• Do this:
Return every line of the records that contains the word "terrain".

• Record list:

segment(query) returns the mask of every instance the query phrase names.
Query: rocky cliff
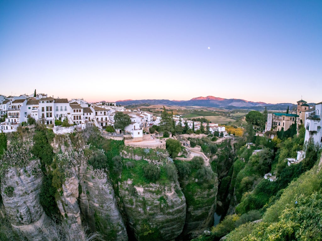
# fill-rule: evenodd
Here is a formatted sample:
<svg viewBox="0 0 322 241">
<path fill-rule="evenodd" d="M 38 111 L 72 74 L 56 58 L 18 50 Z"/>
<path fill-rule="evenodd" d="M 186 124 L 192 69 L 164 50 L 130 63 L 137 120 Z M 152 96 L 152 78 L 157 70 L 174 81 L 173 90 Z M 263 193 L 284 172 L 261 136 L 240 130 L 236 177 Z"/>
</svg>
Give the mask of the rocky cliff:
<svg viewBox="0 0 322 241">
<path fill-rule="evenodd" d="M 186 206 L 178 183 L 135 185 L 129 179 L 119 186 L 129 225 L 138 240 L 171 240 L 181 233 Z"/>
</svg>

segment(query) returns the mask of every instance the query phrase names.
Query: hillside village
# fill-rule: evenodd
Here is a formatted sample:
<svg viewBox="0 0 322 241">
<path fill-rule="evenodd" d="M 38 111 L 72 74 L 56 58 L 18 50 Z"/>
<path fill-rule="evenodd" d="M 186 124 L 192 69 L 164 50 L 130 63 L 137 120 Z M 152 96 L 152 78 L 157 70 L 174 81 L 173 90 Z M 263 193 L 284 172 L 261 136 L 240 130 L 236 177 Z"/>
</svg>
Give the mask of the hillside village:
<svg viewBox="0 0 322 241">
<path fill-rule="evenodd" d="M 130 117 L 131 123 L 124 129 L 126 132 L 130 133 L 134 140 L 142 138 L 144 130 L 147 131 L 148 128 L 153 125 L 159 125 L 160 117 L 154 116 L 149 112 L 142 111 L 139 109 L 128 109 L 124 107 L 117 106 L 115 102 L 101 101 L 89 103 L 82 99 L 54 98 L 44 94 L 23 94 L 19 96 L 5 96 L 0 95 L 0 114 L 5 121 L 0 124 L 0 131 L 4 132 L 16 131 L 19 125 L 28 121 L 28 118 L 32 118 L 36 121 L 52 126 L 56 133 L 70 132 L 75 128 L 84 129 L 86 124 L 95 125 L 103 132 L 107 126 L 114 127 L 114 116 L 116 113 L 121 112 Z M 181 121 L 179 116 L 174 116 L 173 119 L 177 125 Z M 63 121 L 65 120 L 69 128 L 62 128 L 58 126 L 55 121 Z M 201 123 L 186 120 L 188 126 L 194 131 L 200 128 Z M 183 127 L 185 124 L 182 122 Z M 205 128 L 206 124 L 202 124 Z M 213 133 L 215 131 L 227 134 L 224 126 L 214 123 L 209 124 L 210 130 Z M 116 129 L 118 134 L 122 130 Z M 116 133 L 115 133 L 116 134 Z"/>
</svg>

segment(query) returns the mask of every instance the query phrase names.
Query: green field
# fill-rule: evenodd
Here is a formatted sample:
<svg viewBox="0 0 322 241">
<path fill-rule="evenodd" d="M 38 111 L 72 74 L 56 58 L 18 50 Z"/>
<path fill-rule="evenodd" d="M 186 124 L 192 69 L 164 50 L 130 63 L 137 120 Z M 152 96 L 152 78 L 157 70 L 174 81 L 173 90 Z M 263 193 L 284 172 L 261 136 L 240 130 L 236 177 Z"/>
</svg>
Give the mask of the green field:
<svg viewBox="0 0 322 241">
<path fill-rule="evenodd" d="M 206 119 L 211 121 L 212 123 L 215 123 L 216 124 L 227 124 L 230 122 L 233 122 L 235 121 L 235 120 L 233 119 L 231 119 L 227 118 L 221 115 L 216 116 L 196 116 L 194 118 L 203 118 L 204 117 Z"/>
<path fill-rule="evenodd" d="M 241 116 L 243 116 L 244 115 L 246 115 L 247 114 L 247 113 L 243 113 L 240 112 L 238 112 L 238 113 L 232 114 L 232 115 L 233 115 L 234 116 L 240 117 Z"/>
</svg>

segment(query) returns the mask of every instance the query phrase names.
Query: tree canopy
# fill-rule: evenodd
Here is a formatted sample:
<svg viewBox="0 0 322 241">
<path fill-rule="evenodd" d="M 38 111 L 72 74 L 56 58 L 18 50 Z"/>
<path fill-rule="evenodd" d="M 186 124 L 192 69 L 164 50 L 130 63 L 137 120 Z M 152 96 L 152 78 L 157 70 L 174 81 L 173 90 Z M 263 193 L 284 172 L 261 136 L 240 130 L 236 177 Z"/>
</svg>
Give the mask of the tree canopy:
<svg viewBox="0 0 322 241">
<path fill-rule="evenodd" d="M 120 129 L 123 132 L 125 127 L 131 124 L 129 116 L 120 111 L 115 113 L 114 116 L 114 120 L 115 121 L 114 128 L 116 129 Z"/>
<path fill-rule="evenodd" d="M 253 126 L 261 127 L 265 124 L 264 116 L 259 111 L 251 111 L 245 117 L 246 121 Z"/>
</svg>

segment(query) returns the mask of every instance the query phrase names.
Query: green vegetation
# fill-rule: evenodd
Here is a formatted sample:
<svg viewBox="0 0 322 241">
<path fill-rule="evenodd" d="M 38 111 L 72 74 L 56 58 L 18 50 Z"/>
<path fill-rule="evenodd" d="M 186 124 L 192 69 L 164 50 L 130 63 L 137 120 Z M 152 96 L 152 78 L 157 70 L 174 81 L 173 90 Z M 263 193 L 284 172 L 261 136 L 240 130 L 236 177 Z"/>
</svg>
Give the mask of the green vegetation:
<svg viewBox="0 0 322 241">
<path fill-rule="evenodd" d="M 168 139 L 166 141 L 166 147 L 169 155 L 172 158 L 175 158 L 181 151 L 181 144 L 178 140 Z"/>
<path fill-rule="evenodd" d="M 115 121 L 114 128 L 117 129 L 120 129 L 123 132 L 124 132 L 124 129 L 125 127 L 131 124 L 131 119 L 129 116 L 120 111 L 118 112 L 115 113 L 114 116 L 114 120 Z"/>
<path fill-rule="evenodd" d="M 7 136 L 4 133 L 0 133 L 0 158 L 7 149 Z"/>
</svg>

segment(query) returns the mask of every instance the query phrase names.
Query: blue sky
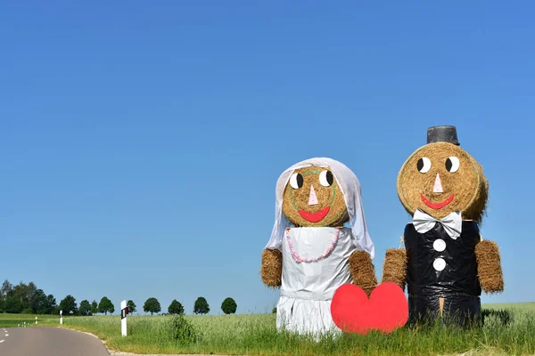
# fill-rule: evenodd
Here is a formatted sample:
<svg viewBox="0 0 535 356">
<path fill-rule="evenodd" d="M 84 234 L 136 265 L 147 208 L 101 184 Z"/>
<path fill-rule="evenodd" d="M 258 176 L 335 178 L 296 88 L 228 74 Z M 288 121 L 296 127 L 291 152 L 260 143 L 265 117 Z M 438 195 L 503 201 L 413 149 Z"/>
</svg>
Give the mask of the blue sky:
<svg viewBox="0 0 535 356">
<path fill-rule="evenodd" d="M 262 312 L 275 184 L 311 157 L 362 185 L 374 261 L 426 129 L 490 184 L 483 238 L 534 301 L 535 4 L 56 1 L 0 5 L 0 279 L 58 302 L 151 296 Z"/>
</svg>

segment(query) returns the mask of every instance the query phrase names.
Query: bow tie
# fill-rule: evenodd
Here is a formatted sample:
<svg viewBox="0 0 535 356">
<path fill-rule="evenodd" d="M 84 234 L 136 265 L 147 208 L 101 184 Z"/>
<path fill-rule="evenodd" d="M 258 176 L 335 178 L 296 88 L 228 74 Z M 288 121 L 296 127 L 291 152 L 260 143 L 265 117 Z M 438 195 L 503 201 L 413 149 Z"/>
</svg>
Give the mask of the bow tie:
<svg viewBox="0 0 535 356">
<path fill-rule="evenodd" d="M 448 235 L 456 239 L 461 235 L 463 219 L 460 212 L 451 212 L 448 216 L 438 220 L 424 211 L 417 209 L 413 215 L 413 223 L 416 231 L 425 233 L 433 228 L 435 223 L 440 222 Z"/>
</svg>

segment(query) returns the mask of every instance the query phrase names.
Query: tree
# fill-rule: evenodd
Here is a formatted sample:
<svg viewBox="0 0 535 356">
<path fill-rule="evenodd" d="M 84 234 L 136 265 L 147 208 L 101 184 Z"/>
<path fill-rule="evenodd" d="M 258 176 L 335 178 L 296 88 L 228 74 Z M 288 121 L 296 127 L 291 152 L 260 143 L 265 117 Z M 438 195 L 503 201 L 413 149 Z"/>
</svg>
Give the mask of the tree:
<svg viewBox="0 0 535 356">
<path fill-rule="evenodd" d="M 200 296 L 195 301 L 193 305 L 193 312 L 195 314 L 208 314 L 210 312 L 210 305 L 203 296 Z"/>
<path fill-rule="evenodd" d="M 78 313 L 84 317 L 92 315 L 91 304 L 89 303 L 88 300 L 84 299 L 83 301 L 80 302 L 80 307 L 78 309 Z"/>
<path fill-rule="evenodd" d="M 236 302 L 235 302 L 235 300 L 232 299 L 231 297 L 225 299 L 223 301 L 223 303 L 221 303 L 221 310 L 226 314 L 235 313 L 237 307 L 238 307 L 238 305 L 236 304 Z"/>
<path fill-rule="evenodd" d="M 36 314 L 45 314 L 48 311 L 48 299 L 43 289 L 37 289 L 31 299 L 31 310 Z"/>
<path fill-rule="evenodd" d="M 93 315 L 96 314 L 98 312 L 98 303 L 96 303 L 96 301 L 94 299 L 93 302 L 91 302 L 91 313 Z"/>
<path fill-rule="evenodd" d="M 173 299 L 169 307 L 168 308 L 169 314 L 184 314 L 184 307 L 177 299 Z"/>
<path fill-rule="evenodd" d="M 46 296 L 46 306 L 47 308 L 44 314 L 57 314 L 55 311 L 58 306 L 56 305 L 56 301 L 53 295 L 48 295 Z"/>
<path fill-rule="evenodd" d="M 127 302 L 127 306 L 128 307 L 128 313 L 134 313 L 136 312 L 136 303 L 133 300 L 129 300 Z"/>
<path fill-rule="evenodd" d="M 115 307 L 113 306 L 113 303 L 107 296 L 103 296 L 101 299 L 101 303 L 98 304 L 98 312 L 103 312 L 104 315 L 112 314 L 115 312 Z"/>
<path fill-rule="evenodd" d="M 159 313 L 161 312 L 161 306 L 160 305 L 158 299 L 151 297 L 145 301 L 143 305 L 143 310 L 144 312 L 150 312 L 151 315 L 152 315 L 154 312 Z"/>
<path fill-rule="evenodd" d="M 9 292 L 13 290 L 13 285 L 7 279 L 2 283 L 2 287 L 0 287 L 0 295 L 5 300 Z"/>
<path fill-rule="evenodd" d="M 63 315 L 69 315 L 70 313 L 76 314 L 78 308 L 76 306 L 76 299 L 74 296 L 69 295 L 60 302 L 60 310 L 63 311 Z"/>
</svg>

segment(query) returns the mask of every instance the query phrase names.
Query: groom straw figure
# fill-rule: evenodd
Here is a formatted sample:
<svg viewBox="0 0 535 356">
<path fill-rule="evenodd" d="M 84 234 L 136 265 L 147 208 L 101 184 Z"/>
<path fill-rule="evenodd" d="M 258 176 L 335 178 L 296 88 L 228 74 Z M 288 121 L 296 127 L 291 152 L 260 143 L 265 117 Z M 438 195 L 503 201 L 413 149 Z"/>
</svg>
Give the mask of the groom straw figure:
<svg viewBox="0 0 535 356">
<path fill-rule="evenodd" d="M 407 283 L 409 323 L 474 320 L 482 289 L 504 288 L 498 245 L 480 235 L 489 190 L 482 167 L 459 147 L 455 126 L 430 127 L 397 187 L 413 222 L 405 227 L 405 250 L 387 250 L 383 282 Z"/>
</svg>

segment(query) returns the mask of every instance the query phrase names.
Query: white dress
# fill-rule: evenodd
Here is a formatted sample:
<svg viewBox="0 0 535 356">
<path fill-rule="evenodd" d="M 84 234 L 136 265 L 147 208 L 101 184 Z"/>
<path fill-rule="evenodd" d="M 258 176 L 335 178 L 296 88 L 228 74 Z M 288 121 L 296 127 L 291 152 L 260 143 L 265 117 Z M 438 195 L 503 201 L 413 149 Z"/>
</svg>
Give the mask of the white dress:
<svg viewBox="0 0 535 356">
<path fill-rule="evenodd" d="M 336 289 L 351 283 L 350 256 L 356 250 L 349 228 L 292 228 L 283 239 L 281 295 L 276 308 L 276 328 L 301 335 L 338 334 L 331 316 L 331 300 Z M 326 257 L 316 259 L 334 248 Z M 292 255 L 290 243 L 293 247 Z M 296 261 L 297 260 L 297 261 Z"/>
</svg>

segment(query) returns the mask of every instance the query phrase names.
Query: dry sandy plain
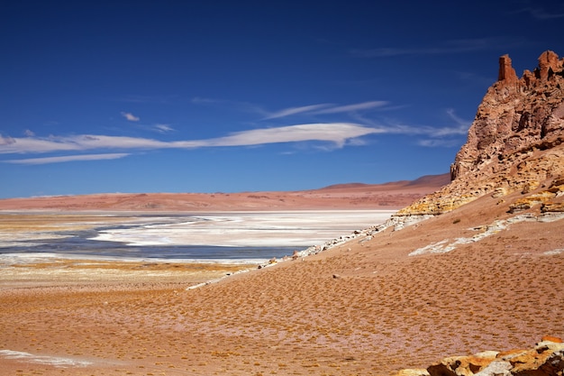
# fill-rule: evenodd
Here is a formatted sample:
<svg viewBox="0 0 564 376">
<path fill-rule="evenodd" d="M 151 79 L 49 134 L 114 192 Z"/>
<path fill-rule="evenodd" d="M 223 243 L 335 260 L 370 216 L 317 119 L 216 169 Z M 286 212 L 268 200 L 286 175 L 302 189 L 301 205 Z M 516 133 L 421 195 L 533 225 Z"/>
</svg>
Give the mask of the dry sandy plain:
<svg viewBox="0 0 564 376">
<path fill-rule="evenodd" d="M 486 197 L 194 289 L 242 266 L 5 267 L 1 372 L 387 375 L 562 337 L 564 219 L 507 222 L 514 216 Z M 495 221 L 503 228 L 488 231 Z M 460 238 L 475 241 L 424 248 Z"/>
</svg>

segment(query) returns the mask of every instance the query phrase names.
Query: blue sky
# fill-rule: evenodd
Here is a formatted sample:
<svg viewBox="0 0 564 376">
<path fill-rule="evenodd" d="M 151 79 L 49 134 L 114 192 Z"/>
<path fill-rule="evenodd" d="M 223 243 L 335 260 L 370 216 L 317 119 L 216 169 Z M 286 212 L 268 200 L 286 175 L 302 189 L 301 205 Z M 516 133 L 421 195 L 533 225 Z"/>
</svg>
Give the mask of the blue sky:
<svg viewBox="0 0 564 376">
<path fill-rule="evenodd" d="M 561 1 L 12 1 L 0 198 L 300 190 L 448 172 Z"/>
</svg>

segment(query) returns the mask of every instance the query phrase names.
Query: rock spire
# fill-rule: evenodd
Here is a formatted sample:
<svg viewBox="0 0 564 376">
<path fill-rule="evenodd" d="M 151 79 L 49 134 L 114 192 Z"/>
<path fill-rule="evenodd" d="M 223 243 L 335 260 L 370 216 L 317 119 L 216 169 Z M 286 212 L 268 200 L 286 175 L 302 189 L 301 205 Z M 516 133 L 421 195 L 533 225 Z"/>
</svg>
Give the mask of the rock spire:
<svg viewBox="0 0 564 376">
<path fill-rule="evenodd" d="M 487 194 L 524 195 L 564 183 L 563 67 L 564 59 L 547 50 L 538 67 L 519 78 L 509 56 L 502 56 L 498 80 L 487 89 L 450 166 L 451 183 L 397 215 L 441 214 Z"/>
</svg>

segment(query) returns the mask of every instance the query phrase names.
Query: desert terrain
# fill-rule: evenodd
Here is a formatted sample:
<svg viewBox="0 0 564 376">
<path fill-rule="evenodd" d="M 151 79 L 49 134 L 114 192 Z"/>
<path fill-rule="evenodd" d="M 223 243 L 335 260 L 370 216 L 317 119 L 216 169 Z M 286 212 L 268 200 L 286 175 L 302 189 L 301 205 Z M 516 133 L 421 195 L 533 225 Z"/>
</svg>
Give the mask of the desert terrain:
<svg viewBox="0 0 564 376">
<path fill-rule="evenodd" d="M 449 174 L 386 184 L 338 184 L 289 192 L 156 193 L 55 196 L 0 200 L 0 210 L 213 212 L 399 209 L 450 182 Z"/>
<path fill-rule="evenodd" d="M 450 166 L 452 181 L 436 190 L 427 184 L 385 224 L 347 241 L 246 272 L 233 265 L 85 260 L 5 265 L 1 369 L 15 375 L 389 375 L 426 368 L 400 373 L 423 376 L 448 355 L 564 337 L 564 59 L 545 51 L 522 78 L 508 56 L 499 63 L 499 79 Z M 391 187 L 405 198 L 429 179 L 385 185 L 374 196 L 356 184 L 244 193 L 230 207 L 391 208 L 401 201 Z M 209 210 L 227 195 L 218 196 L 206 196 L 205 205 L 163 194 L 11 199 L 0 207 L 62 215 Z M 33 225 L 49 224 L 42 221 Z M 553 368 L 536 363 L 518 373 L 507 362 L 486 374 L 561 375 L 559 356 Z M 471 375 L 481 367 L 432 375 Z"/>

• Response to the exercise:
Query: desert terrain
Give the mask of the desert terrain:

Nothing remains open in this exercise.